— Start of Article —

The replication controller 108 replicates (at 109), over a network 120, the modified weights (including W11-21 and W14-22) to the journal repository 104. The replication is performed through a journal write agent 125 in the backup controller 110. The modified weights are replicated into respective journal entries 132 and 134 of the journal repository 104. The modified weight W11-21 is added to the journal entry 132, and the modified weight W14-22 is added to the journal entry 134. Along with the value of the modified weight, each journal entry 132 or 134 also includes an indication of an edge that the modified weight is associated with. The indication can be in the form of identifiers of the nodes connected by the edge, or some other identifier of an edge.
Prior to application of the journal entries 132 and 134 to the backup model representation 116, the backup model representation 116 represents a neural network with weights that are set to values prior to the modification of weights W11-21 and W14-22. Thus, for example, prior to application of the journal entries 132 and 134 to the backup model representation 116, a copy of the neural network represented by the backup model representation 116 has W11-21 set to 3.2 (instead of the updated value 3.1), and weight W14-22 set to 1.2 (instead of updated value 1.9).
The backup controller 110 includes the journal write agent 125 to write journal entries to the journal repository 104, in response to replicate requests from the replication controller 108. A replicate request can include a request to replicate one or more write events to the journal repository 104. The journal write agent 125 generates write commands to write respective journal entries to the journal repository 104. An "agent" in a controller can refer to a portion of the hardware processing circuitry of the controller, or to machine-readable instructions executed by the controller.
The backup controller 110 includes a replay agent 122 that is to apply (at 124) the journal entries 132 and 134 in the journal repository 104 to the backup model representation 116. The replay agent 122 can apply (at 124) the journal entries to the backup model representation 116 in response to a user request, or in response to another trigger (e.g., a periodic trigger associated with periodically applying journal entries to the backup model representation 116, or any other type of trigger). In some examples, the journal entries are applied to the backup model representation 116 in the same order as the journal entries were added to the journal repository 104. After applying the journal entries in the journal repository 104 to the backup model representation 116, the journal entries can be removed from the journal repository 104.
The backup controller 110 further includes a recovery agent 126 that can recover a target version of the neural network based on content of the journal repository 104 and the backup model representation 116. The target version of the neural network can be a version of the neural network that is prior to a current version of the neural network. The target version of the neural network is referred to as a "recovery neural network" that can be used to replace a corrupted or lost neural network.

— End of Article —
— Start of Supplied records —

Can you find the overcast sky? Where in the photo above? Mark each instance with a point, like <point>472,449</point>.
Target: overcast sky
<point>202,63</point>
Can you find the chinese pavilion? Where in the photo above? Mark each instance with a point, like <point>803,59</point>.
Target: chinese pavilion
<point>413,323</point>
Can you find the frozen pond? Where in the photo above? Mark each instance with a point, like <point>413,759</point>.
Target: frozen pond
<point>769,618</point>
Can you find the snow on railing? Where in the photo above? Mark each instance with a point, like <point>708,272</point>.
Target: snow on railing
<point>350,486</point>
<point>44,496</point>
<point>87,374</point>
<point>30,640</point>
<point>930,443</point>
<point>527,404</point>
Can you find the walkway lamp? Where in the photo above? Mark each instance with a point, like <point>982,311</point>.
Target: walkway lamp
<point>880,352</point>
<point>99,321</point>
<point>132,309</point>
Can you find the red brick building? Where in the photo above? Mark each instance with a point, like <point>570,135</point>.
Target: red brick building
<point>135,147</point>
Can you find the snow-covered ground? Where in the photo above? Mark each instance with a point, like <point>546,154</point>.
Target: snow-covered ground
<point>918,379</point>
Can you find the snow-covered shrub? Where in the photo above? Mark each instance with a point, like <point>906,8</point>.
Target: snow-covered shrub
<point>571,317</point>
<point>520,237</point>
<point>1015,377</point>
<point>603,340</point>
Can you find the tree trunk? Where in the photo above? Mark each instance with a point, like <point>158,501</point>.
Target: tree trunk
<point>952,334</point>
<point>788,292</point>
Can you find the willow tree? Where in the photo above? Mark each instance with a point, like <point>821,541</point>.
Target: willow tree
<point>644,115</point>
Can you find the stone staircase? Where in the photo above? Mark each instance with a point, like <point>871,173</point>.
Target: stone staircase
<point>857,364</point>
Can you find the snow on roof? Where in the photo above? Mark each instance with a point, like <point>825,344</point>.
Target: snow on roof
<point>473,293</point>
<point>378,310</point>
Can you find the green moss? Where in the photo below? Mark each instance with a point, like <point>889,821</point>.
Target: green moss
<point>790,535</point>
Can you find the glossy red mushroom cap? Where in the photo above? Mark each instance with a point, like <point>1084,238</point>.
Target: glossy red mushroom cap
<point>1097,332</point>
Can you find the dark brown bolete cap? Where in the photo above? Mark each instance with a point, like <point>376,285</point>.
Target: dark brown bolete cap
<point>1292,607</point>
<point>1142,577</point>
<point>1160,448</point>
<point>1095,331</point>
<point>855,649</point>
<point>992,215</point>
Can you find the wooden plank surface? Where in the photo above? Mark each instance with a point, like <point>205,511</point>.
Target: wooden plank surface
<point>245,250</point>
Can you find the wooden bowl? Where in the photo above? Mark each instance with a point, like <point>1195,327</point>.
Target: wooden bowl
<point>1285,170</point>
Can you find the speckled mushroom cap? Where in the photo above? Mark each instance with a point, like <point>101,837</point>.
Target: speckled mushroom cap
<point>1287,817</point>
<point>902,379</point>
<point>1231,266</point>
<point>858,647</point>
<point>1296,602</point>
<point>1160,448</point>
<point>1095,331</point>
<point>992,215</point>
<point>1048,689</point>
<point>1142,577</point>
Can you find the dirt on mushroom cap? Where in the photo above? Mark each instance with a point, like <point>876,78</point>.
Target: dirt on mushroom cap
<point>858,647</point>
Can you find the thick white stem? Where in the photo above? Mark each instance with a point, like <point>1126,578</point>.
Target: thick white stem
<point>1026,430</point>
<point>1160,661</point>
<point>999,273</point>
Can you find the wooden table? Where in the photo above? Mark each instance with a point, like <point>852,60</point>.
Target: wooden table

— End of Supplied records —

**Written instruction 1**
In the text on neural network backups, what value does the backup copy hold for weight W11-21 before the journal entries are applied?
**Written instruction 2**
From the text on neural network backups, retype everything from "The backup controller 110 further" down to "lost neural network.".

**Final answer 1**
3.2

**Final answer 2**
The backup controller 110 further includes a recovery agent 126 that can recover a target version of the neural network based on content of the journal repository 104 and the backup model representation 116. The target version of the neural network can be a version of the neural network that is prior to a current version of the neural network. The target version of the neural network is referred to as a "recovery neural network" that can be used to replace a corrupted or lost neural network.